- [À faire]:
**a.** Recopie tel quel le passage du texte sur les statistiques qui va de « Un million de » jusqu'à « moins devrait-il l’être. ».
**b.** Reprends le texte sur les statistiques là où il s'arrête et écris la suite.

- [Extrait du document]:
┄┄┄┄┄┄┄┄┄┄┄┄┄┄┄┄┄┄┄┄

«Il y a trois types de mensonges:
mensonges,
mensonges grossières et
statistiques.»
(Attribué à Winston Churchill)
«Un mort? Une tragédie.
Un million de morts? De la statistique.»
(Atribué à Iossif Vissarionovitch Djougachvili, dit Staline)
Que nous le voulions ou non, nous ne sommes tous pas plus que des statistiques. Éléments de statistiques. Des plus diverses. La principale chose est que nous vivons. (Et – accessoirement – que nous votons.) Mais aussi que nous mourrons. Pour elles. Sans nous, zéro statistiques. En revanche, plus nous sommes et plus il y aura de la matière pour elles. Et mieux elles se porteront. Notre pouvoir est par conséquent immense! Au moins devrait-il l’être.

┄┄┄┄┄┄┄┄┄┄┄┄┄┄┄┄┄┄┄┄

- [Matériel répertorié]:
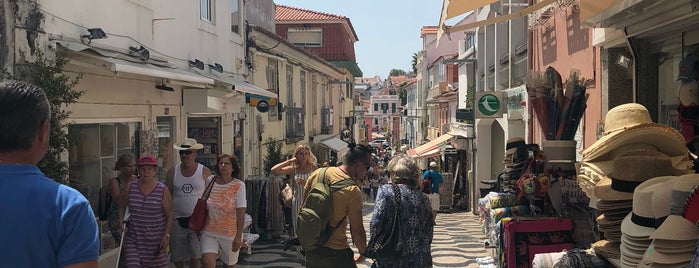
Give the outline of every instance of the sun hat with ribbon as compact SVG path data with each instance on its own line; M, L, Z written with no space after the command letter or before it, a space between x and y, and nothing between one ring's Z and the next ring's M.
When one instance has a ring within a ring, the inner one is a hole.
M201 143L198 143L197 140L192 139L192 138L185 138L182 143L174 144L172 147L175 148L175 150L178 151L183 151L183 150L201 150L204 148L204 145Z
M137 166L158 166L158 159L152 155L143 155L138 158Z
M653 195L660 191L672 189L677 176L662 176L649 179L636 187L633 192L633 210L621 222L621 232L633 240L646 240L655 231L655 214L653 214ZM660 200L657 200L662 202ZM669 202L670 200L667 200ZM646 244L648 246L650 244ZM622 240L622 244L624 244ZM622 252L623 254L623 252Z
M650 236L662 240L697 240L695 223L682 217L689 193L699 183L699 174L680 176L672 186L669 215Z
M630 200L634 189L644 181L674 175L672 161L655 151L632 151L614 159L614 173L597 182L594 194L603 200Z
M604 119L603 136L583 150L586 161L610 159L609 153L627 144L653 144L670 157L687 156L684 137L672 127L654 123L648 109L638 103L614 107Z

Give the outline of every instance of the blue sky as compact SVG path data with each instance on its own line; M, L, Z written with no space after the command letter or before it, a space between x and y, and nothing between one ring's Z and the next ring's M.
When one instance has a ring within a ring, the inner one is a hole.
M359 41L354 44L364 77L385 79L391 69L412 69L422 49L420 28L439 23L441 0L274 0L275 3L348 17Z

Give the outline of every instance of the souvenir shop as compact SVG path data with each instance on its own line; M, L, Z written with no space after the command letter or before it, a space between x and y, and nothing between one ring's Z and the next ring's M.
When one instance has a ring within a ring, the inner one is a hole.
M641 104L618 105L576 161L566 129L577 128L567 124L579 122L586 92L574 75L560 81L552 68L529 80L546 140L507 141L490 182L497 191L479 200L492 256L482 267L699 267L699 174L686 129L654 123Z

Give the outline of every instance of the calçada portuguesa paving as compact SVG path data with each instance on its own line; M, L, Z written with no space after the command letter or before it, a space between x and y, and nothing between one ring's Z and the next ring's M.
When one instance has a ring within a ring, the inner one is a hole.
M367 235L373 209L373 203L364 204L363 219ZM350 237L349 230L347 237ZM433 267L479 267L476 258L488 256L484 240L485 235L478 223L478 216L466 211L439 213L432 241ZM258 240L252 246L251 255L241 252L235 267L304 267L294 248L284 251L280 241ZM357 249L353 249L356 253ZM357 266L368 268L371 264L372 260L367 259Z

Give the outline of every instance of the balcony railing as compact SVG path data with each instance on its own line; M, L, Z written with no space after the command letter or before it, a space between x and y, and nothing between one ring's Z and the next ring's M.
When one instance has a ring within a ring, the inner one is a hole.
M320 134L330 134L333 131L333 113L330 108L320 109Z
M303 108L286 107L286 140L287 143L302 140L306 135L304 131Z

┄┄┄┄┄┄┄┄┄┄┄┄┄┄┄┄┄┄┄┄

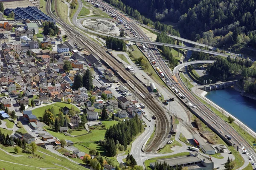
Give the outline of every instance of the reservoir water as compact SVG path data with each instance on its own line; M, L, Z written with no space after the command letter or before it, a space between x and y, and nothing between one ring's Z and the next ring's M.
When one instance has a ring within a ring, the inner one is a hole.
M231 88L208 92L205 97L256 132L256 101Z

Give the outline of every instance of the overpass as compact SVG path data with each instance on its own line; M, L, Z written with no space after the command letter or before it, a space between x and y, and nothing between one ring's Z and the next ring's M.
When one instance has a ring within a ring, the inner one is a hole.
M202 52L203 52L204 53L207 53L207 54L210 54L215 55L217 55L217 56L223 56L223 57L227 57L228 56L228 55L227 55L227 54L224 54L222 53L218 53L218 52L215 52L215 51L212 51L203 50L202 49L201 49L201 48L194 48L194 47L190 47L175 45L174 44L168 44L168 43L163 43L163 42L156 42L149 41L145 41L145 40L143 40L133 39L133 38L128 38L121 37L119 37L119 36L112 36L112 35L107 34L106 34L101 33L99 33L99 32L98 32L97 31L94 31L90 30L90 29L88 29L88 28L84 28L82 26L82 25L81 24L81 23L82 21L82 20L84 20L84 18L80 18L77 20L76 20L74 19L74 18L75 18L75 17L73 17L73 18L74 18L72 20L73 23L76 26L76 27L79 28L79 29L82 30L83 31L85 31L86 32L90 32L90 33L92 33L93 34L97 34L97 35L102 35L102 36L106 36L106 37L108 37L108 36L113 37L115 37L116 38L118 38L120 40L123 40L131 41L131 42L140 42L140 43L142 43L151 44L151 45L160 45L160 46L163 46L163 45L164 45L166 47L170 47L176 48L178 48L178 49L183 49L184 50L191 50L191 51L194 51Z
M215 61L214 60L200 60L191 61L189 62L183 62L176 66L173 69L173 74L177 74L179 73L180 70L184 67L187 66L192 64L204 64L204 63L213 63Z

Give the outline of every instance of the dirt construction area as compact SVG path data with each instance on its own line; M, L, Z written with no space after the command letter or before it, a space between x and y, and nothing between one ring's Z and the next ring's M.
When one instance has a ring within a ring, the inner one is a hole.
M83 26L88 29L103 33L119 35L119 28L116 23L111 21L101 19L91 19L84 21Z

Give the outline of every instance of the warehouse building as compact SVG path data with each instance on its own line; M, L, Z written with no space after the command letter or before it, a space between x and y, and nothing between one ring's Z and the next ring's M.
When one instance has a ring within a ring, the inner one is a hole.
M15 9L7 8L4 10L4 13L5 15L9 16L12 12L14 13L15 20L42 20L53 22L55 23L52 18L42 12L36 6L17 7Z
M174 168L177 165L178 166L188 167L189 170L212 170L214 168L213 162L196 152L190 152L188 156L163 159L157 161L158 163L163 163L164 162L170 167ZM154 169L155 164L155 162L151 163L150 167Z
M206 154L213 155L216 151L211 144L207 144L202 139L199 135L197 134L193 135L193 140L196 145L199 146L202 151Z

┄┄┄┄┄┄┄┄┄┄┄┄┄┄┄┄┄┄┄┄

- [Réponses attendues]:
**a.**
Un million de morts? De la statistique.»
(Atribué à Iossif Vissarionovitch Djougachvili, dit Staline)
Que nous le voulions ou non, nous ne sommes tous pas plus que des statistiques. Éléments de statistiques. Des plus diverses. La principale chose est que nous vivons. (Et – accessoirement – que nous votons.) Mais aussi que nous mourrons. Pour elles. Sans nous, zéro statistiques. En revanche, plus nous sommes et plus il y aura de la matière pour elles. Et mieux elles se porteront. Notre pouvoir est par conséquent immense! Au moins devrait-il l’être.

**b.**
Mais que dal. Des banav que tout cela! Nous ne sommes tous rien d’autre que des éléments de statistiques avec pouvoir zéro à part celui de nous voir placés à notre insu dans telle ou telle zone, groupe, catégorie ou position, à tel ou tel rang ou niveau, etc. Quant au critères de classement, leur nombre est infini, et si par hasard il venait à finir, il s’en trouverait encore de nouveaux.
Accoutumances, achats, activité, âge, aide, animaux, aversions, avoirs, casiers, chomage, civisme, crédits, cultes, délits, dépenses, enfants, épargnes, état civil, études, fortune, habits, habitudes, infractions, intérêts, lectures, loisirs, maladies, mariage, métiers, meurtres, migration, misère, mobilité, mortalité, natalité, politique, occupations, origines, penchants, pendularité, poids, préférences, salaires, sexe, soucis, souhaits, sport, tailles, vacances, vice, vitesse.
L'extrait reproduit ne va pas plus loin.